Records supplied –
════════════════════
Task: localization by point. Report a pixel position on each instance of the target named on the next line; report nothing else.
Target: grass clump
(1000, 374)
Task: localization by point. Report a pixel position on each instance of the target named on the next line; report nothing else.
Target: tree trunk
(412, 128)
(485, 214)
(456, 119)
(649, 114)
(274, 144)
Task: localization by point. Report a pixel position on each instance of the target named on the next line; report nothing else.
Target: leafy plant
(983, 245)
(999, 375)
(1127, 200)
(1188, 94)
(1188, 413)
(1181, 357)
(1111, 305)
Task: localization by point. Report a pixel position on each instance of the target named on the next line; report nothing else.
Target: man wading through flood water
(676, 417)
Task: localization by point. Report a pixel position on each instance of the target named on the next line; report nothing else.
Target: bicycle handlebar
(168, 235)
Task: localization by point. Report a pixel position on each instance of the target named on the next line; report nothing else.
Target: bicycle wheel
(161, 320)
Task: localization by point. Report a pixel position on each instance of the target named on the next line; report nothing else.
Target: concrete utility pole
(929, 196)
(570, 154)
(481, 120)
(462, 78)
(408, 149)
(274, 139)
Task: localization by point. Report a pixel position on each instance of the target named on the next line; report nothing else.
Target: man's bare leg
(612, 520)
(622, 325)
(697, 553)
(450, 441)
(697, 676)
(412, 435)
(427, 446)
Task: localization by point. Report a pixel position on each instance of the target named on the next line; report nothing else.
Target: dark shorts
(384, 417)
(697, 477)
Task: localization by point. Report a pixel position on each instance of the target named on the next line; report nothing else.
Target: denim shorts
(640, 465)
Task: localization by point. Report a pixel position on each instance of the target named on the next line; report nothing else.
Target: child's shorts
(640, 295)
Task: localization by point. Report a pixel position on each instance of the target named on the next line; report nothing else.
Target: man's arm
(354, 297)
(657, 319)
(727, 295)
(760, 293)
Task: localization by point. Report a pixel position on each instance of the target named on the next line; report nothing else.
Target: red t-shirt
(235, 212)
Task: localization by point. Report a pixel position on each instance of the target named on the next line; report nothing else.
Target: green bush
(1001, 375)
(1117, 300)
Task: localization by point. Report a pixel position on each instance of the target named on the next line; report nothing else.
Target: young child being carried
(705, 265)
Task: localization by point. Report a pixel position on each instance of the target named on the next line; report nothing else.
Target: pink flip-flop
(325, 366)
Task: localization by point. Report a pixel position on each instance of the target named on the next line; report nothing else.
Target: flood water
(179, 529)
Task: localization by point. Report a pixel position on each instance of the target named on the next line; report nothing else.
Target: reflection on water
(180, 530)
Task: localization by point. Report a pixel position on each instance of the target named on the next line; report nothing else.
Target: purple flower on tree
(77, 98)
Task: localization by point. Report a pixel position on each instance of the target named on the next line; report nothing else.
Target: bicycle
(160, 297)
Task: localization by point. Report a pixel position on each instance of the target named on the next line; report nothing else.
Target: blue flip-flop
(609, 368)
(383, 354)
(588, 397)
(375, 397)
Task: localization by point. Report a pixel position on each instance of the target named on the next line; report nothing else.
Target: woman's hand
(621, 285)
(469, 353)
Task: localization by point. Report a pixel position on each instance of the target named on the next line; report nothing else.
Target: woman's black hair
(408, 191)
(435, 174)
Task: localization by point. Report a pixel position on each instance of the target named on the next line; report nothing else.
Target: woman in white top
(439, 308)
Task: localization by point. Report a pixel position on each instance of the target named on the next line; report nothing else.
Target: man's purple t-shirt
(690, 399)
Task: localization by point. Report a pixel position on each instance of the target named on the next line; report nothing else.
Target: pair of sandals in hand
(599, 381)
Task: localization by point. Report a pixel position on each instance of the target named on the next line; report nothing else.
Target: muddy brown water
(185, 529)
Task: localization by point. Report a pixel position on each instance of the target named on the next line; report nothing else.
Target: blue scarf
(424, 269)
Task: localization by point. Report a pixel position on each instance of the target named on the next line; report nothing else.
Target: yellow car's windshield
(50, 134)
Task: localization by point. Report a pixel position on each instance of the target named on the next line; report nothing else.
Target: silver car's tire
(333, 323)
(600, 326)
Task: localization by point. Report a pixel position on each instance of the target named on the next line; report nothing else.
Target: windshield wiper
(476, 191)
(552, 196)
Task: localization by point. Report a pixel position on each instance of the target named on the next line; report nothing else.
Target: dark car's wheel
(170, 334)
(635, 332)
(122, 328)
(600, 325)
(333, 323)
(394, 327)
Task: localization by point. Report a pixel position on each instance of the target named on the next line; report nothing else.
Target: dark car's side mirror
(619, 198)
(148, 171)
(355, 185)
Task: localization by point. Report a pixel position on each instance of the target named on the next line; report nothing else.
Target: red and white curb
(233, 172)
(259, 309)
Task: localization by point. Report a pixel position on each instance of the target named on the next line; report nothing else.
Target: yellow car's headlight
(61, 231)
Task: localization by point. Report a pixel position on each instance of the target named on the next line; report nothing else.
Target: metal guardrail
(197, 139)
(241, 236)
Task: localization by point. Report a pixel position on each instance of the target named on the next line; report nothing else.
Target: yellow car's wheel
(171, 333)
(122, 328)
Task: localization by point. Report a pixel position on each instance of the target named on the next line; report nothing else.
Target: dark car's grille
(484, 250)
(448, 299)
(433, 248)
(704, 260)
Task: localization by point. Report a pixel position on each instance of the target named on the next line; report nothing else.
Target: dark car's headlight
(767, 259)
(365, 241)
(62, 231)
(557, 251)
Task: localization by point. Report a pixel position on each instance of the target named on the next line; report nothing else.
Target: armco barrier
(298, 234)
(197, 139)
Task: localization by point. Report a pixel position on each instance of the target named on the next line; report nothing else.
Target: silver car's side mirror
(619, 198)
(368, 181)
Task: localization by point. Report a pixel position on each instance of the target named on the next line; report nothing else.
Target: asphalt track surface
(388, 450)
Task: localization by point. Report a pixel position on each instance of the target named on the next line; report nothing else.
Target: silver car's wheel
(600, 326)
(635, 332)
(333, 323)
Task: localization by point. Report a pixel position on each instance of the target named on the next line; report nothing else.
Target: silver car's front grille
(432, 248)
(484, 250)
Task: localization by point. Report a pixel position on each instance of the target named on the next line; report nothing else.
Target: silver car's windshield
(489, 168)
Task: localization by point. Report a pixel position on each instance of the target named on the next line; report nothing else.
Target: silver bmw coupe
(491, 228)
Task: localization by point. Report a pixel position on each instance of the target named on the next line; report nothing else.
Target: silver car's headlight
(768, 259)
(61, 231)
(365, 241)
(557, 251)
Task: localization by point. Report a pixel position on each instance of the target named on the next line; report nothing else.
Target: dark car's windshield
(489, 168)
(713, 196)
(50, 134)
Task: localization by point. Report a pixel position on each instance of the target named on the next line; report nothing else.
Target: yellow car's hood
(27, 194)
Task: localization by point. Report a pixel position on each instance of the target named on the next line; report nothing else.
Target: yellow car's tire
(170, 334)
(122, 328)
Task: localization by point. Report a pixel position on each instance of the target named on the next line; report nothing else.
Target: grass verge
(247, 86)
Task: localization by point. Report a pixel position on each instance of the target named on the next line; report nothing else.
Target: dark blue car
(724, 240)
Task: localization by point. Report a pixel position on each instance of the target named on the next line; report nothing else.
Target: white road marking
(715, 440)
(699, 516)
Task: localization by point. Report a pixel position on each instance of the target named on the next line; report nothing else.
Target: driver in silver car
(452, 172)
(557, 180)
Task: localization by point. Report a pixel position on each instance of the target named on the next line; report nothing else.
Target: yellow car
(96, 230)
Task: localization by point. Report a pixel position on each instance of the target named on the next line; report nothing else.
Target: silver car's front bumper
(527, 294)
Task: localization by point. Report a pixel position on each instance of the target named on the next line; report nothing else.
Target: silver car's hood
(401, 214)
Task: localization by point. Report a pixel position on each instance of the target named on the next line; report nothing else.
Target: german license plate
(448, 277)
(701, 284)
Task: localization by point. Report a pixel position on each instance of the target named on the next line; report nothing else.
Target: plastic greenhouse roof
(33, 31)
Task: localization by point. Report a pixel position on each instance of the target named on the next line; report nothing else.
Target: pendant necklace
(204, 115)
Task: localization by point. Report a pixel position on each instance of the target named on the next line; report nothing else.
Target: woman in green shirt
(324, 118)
════════════════════
Activity – Find the line containing "Target: german license plate", then output it and every line after it to the end of the data, exactly.

Result for this exercise –
Target: german license plate
(448, 277)
(701, 284)
Task: localization by point. Report a pixel position on each instance of the target named on the next line; report nothing else.
Target: plastic greenhouse roof
(33, 31)
Task: localization by point. Report a pixel position on each instance of the target named on the next line; report nothing else.
Target: pendant necklace
(204, 115)
Task: localization by point. Report a pixel position on each instance of the target named on the next line; report nothing else.
Target: woman in green shirt
(324, 118)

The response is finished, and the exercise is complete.